▶ **Extract**:
While the idea of man-made celestial crystal sphere is rather neat, I
do not see any essential features not covered by a cloud of orbiting
objects, which can be made even optically dense. It would be
interesting to see how we can use this to intercept the majority of
the solar wind, too. Implanting them into periodically recycled
sacrificial layers; using magnetic field traps?

So, whence the disappointment?

> of the fully enclosed star was so delightful to me, and so elegant, that I
> pondered long over the matter seeking some remedy, some bit of phenomenon
> to rescue me from my despair. I considered the predicted instability, and
> concluded that it was factually supported, but based on +considerations of
> gravity and gravity alone. Gravity, to the exclusion of all other forces
> in the universe, as if no other forces existed. Fortuitously, this is not
> the case. Also fortuitously, the gravitational 'instability' is neutral.

▶ **Raw data**:
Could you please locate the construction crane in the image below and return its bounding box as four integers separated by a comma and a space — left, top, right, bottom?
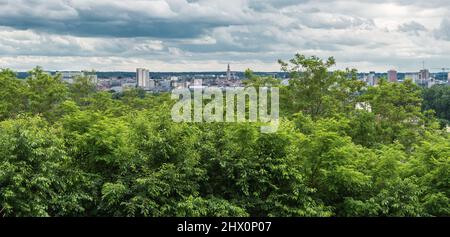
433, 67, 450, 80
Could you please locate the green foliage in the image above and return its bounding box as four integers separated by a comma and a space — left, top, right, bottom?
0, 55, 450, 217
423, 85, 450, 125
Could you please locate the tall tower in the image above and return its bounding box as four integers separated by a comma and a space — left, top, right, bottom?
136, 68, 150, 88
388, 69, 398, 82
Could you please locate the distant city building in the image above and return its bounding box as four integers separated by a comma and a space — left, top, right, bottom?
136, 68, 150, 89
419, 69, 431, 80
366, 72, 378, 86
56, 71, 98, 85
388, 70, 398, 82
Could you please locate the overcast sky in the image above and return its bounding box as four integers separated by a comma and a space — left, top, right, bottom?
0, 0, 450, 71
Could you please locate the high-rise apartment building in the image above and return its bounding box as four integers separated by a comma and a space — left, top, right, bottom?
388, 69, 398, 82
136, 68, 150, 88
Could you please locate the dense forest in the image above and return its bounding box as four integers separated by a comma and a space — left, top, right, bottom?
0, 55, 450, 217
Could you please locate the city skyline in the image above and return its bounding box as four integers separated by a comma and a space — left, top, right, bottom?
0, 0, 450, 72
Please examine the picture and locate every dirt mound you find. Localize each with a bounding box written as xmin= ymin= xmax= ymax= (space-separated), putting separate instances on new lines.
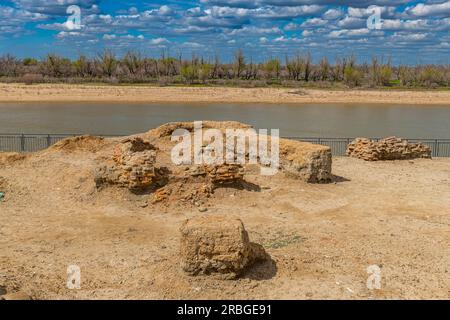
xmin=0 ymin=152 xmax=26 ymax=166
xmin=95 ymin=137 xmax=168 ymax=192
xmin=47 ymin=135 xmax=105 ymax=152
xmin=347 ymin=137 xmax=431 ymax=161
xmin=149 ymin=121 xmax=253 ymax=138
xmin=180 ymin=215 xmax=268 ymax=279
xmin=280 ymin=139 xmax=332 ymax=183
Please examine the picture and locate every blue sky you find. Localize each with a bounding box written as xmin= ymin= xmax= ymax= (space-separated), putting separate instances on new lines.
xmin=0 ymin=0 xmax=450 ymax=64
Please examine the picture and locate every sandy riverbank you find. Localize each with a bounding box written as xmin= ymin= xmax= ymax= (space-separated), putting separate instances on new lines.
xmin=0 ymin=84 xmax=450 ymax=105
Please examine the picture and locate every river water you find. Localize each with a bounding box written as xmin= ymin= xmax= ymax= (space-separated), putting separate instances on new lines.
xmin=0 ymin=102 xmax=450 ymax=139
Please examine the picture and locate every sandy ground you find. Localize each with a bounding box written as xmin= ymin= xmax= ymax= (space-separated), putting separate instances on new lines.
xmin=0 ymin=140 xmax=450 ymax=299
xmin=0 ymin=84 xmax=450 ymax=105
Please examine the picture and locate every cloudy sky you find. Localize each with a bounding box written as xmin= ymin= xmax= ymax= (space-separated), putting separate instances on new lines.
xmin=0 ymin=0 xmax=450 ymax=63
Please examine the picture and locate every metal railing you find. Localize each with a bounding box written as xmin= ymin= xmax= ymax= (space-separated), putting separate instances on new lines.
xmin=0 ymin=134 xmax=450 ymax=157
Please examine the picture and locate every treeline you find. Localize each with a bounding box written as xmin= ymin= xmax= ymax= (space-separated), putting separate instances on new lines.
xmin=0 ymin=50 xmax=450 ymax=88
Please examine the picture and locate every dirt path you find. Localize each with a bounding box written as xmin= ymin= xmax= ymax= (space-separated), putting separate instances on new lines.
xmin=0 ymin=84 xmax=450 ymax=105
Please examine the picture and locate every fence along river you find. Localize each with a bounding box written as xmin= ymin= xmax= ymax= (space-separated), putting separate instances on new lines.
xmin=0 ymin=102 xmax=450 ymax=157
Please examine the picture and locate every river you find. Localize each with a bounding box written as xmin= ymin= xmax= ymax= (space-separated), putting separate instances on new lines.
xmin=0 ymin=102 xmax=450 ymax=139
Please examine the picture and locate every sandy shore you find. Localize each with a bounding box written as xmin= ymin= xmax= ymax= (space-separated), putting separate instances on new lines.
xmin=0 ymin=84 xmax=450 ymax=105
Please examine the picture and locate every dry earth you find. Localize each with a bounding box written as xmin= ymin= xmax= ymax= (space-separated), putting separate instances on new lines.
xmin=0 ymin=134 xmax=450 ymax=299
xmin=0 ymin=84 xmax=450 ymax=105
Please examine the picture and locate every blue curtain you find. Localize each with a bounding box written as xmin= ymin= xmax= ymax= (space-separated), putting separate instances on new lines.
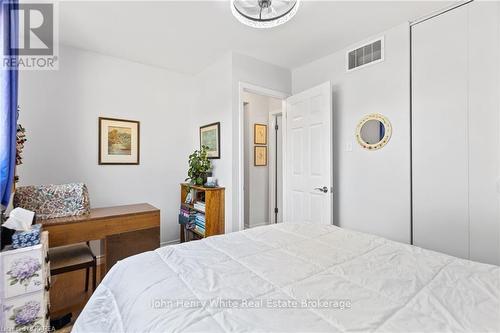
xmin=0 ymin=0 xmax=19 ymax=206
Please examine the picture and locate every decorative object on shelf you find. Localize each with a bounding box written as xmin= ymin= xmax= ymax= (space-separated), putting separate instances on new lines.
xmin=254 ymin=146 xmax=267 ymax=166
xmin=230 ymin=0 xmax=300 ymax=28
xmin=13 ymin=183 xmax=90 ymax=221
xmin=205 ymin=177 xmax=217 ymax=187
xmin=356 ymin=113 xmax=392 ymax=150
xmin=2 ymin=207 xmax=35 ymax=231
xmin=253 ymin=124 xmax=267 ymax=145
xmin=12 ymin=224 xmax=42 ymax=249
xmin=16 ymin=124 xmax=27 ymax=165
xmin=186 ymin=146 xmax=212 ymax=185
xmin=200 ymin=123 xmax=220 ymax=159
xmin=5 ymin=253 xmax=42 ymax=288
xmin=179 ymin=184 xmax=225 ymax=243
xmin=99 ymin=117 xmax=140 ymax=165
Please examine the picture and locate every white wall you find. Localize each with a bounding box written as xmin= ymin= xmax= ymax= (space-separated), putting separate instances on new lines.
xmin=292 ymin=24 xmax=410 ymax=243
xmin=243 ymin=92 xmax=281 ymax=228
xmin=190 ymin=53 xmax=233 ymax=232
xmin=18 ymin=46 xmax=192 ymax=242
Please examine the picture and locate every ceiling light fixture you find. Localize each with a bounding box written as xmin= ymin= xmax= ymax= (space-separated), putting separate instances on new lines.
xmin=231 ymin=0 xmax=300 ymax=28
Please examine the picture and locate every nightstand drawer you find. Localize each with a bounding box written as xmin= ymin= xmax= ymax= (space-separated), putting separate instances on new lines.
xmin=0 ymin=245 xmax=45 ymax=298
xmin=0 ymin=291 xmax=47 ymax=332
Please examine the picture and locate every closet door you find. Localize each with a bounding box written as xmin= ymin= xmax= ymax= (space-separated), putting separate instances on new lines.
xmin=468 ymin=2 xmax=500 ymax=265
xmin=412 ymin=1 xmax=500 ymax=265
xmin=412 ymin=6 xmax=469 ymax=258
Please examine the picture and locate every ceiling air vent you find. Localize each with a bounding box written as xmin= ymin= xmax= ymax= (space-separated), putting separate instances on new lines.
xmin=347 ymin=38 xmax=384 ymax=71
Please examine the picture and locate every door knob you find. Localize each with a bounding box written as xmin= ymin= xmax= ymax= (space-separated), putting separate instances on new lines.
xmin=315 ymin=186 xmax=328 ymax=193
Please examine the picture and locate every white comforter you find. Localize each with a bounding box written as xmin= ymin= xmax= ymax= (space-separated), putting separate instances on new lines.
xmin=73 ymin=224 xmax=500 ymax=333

▶ **Set of tasks**:
1 – Answer from the forum excerpt:
(a) What does the first paragraph say a cloud of orbiting objects can even be made?
(b) According to the quoted writer, what were the considerations behind the predicted instability based on?
(c) What word does the quoted writer use for the gravitational 'instability'?
2 – Write out the forum excerpt's text between "While the idea" and "magnetic field traps?", inclusive.
The material that comes before this is separate from the forum excerpt.

▶ **Answers below**:
1 –
(a) Optically dense.
(b) Gravity and gravity alone.
(c) Neutral.

2 –
While the idea of man-made celestial crystal sphere is rather neat, I
do not see any essential features not covered by a cloud of orbiting
objects, which can be made even optically dense. It would be
interesting to see how we can use this to intercept the majority of
the solar wind, too. Implanting them into periodically recycled
sacrificial layers; using magnetic field traps?